◆ Exercise instructions: Reply with each record repeated exactly.

◆ Given data:
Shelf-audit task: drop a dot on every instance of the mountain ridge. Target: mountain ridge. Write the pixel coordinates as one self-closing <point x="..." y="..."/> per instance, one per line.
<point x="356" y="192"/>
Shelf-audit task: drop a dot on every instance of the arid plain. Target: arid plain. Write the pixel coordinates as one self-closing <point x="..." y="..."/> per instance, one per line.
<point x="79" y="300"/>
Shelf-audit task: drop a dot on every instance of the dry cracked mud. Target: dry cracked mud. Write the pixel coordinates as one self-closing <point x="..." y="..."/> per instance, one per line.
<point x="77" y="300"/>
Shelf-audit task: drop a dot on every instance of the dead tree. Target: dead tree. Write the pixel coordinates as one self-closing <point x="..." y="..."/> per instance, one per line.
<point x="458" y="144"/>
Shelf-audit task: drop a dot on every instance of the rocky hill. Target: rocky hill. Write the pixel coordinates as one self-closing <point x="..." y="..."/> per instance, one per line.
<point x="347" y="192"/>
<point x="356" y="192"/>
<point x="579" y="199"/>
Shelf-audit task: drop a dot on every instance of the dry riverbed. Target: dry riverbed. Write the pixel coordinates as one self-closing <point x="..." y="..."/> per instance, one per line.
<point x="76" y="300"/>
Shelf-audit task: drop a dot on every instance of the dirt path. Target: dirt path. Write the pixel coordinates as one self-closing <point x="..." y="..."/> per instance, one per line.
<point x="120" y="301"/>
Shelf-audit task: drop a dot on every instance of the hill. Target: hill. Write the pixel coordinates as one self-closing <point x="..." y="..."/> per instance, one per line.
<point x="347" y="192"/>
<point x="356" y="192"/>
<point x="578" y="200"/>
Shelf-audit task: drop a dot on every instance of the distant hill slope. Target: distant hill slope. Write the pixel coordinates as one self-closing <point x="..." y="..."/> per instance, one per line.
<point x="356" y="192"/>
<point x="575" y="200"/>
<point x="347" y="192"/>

◆ Exercise answer:
Shelf-audit task: drop a dot on every instance of the mountain ridge. Target: mountain ridge. Write the pixel coordinates as one self-closing <point x="..." y="..."/> per instance, one per line.
<point x="356" y="192"/>
Shelf-audit task: drop a dot on every instance of the arid plain. Target: arid plain. Write the pixel coordinates as one self-closing <point x="..." y="..."/> per instance, one per line.
<point x="79" y="300"/>
Shelf-audit task: drop a dot on every instance of the dry cracked mud. Target: dry cracked mud. Write the pixel coordinates as one self-closing <point x="..." y="..."/> per instance, one per line.
<point x="77" y="300"/>
Shelf-audit task: drop a dot on every instance of the dead tree. Target: dead tree. Write the pixel coordinates as one self-closing <point x="..." y="..."/> per instance, one per line.
<point x="458" y="144"/>
Shelf-audit task: drop a dot on every instance of the rocky hill. Target: rocky hill. Write the pixel coordinates as one self-closing <point x="..." y="..."/> per instance, one per line.
<point x="347" y="192"/>
<point x="356" y="192"/>
<point x="579" y="199"/>
Shelf-audit task: drop a dot on every instance of the dry riverbed. Target: dry riverbed. Write the pixel coordinates as one self-closing <point x="..." y="..."/> per instance, one per line.
<point x="76" y="300"/>
Shelf-audit task: drop a dot on every instance of the dirt path. Target: dirt path. Write the pixel coordinates as one self-closing <point x="..." y="..."/> per instance, one per line.
<point x="120" y="301"/>
Shelf-audit task: drop a dot on every instance of the hill. Target: hill. Write the pixel coordinates as one self-closing <point x="..." y="..."/> per instance, one per line.
<point x="347" y="192"/>
<point x="356" y="192"/>
<point x="578" y="200"/>
Shelf-audit task: drop a dot on every instance of the distant hill slope. Target: distant hill slope. Write the pixel coordinates as one self-closing <point x="..." y="..."/> per instance, one per line.
<point x="356" y="192"/>
<point x="575" y="200"/>
<point x="347" y="192"/>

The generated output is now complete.